▸ Given records:
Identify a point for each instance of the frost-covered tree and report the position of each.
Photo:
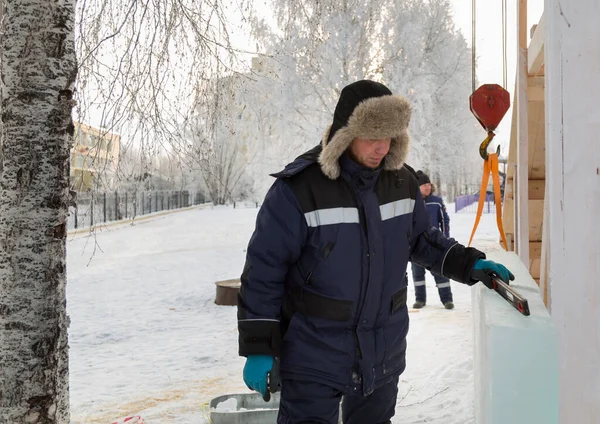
(410, 45)
(147, 67)
(38, 71)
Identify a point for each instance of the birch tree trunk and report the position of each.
(38, 69)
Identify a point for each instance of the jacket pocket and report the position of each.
(399, 299)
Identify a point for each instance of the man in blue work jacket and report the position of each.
(324, 289)
(439, 218)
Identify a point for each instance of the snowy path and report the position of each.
(146, 337)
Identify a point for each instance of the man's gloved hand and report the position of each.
(484, 270)
(256, 373)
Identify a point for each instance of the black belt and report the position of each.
(318, 306)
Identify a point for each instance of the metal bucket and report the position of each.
(245, 408)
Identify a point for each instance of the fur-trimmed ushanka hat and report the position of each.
(366, 109)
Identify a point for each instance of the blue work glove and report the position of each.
(484, 270)
(256, 373)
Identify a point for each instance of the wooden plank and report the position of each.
(512, 148)
(536, 210)
(535, 54)
(537, 140)
(536, 189)
(544, 256)
(521, 178)
(534, 268)
(535, 89)
(508, 216)
(535, 249)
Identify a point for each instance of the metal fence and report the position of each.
(94, 208)
(469, 203)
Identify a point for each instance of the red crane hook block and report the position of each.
(489, 103)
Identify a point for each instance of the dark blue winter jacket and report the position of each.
(438, 214)
(324, 283)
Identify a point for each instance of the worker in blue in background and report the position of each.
(439, 218)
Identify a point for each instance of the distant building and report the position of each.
(94, 158)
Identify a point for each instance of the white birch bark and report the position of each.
(38, 70)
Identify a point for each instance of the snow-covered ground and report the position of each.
(147, 339)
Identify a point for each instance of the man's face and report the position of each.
(370, 152)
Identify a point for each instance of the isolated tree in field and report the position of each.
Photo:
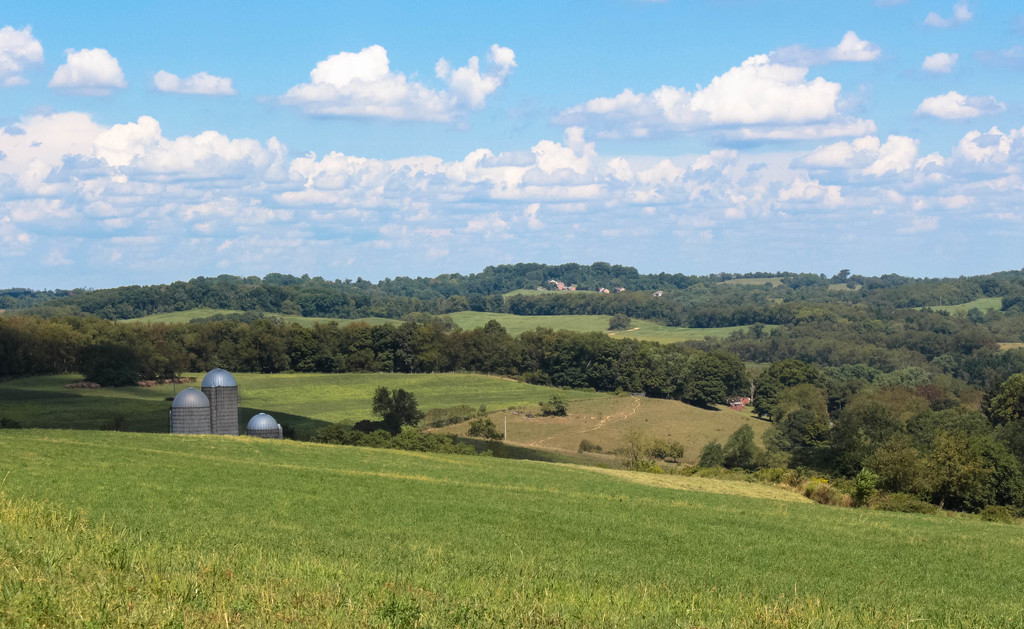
(740, 451)
(396, 409)
(635, 453)
(619, 322)
(556, 406)
(1007, 405)
(484, 428)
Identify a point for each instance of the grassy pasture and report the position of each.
(100, 529)
(985, 303)
(605, 420)
(305, 401)
(515, 324)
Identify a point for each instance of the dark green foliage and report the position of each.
(778, 377)
(396, 409)
(665, 450)
(437, 418)
(996, 513)
(864, 486)
(619, 322)
(109, 365)
(712, 455)
(1007, 405)
(410, 438)
(904, 503)
(484, 428)
(711, 378)
(554, 407)
(740, 449)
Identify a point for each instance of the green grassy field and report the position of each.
(985, 303)
(102, 529)
(605, 421)
(515, 324)
(304, 401)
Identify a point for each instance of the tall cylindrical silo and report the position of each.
(190, 413)
(222, 390)
(264, 426)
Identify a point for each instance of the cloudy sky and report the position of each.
(344, 139)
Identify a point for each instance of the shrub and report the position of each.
(820, 491)
(864, 485)
(619, 322)
(713, 455)
(437, 418)
(904, 503)
(556, 406)
(996, 513)
(484, 428)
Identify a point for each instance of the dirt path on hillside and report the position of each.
(615, 418)
(617, 331)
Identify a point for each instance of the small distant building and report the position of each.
(222, 391)
(189, 413)
(264, 426)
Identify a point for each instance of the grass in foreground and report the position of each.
(134, 530)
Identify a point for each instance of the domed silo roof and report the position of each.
(262, 421)
(218, 377)
(190, 399)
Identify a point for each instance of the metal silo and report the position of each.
(222, 390)
(264, 426)
(190, 413)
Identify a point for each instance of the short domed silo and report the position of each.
(264, 426)
(222, 390)
(190, 413)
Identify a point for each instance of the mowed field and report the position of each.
(985, 303)
(604, 421)
(107, 529)
(515, 324)
(304, 401)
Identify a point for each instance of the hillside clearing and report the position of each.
(116, 529)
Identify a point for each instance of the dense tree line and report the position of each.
(37, 345)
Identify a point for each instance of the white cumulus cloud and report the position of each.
(90, 71)
(760, 98)
(18, 49)
(962, 13)
(200, 83)
(363, 84)
(953, 106)
(940, 63)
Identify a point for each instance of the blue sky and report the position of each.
(142, 144)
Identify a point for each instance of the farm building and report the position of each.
(220, 387)
(211, 411)
(264, 426)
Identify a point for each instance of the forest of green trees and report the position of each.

▸ Written request:
Put every line of the listing above into a numbered list, skipping blank lines and leaving out the pictures.

▸ Response to the task:
1. Identify a point for each instance of the frost-covered tree and report the position of each.
2. Photo:
3. (410, 45)
4. (147, 67)
5. (38, 71)
6. Identify a point for each instance of the birch tree trunk and report the position of each.
7. (38, 69)
8. Identify a point for each instance of the jacket pocket and report the position of each.
9. (399, 299)
10. Identify a point for each instance of the man in blue work jacket and report the position of each.
11. (324, 289)
12. (439, 218)
13. Identify a point for each instance of the snowy path and report the position of each.
14. (146, 337)
15. Identify a point for each instance of the man's gloved hand and report the position of each.
16. (484, 270)
17. (256, 373)
18. Identify a point for each instance of the black belt and report the position of each.
19. (318, 306)
20. Identify a point for each instance of the metal bucket and report the position of each.
21. (245, 408)
22. Identify a point for each instance of the fur-trimmed ushanka hat and report the position of each.
23. (366, 109)
24. Identify a point for each instance of the blue work glove and report the position of each.
25. (484, 270)
26. (256, 373)
27. Identify a point for each instance of the wooden plank and report the position of each.
28. (512, 148)
29. (536, 210)
30. (535, 54)
31. (537, 140)
32. (536, 189)
33. (544, 256)
34. (521, 178)
35. (534, 268)
36. (535, 89)
37. (508, 216)
38. (535, 249)
39. Identify a point for each instance of the metal fence and report the position of each.
40. (94, 208)
41. (469, 203)
42. Identify a point for each instance of the red crane hook block and report the position of each.
43. (489, 103)
44. Identify a point for each instance of the dark blue winter jacket and report the position of each.
45. (438, 214)
46. (324, 283)
47. Identify a point for each instance of the worker in blue in background and report the position of each.
48. (439, 218)
49. Identify a point for each instance of the distant building and report the position of each.
50. (94, 158)
51. Identify a point for each instance of the white birch bark and report the position of each.
52. (38, 70)
53. Identify a point for each instance of the snow-covered ground and report the position of each.
54. (147, 339)
55. Identify a point for each instance of the man's face and report the position of each.
56. (370, 152)
57. Identify a point for each instance of the isolated tree in field and report the position of each.
58. Photo:
59. (740, 451)
60. (396, 409)
61. (635, 453)
62. (619, 322)
63. (556, 406)
64. (1007, 405)
65. (484, 428)
66. Identify a point for each instance of the grassy pasture and report the position of each.
67. (100, 529)
68. (985, 303)
69. (605, 420)
70. (305, 401)
71. (515, 324)
72. Identify a point for each instance of the dark green foliage and report the position of each.
73. (778, 377)
74. (396, 409)
75. (665, 450)
76. (437, 418)
77. (996, 513)
78. (864, 486)
79. (619, 322)
80. (109, 365)
81. (712, 455)
82. (1007, 405)
83. (410, 438)
84. (904, 503)
85. (484, 428)
86. (711, 378)
87. (554, 407)
88. (740, 449)
89. Identify a point for each instance of the green grassy field and report the position of each.
90. (985, 303)
91. (102, 529)
92. (605, 421)
93. (515, 324)
94. (304, 401)
95. Identify a point for each instance of the tall cylindrical silo and report the position of each.
96. (190, 413)
97. (222, 390)
98. (264, 426)
99. Identify a point for each instance of the cloudy sky and report the position of each.
100. (344, 139)
101. Identify a point for each instance of the shrub and report the position of each.
102. (820, 491)
103. (864, 485)
104. (619, 322)
105. (713, 455)
106. (437, 418)
107. (904, 503)
108. (556, 406)
109. (996, 513)
110. (484, 428)
111. Identify a point for each instance of the dirt path on hillside and report the position of each.
112. (615, 418)
113. (617, 331)
114. Identify a point for each instance of the small distant building and report the position of each.
115. (222, 391)
116. (189, 413)
117. (264, 426)
118. Identify a point for each instance of the grass in foreground and report the position of each.
119. (134, 530)
120. Identify a point for each instance of the domed silo roof and report the position of each.
121. (262, 421)
122. (218, 377)
123. (190, 399)
124. Identify a point for each instance of the metal silo and report the position of each.
125. (222, 390)
126. (264, 426)
127. (190, 413)
128. Identify a point for each instance of the short domed silo and report the position of each.
129. (264, 426)
130. (222, 390)
131. (190, 413)
132. Identify a point for each instance of the mowed field and report the position of each.
133. (985, 303)
134. (604, 421)
135. (107, 529)
136. (515, 324)
137. (304, 401)
138. Identify a point for each instance of the hillside clearing and report the position of each.
139. (116, 529)
140. Identify a point for each instance of the dense tree line and report the position of each.
141. (37, 345)
142. Identify a point for each instance of the white cumulus cloud and report the position of each.
143. (90, 71)
144. (760, 98)
145. (18, 49)
146. (962, 13)
147. (200, 83)
148. (363, 84)
149. (953, 106)
150. (940, 63)
151. Identify a point for each instance of the blue sky and report the position of each.
152. (142, 144)
153. Identify a point for each instance of the farm building and report the position of each.
154. (220, 387)
155. (211, 411)
156. (264, 426)
157. Identify a point for each instance of the forest of green trees and report the position of each.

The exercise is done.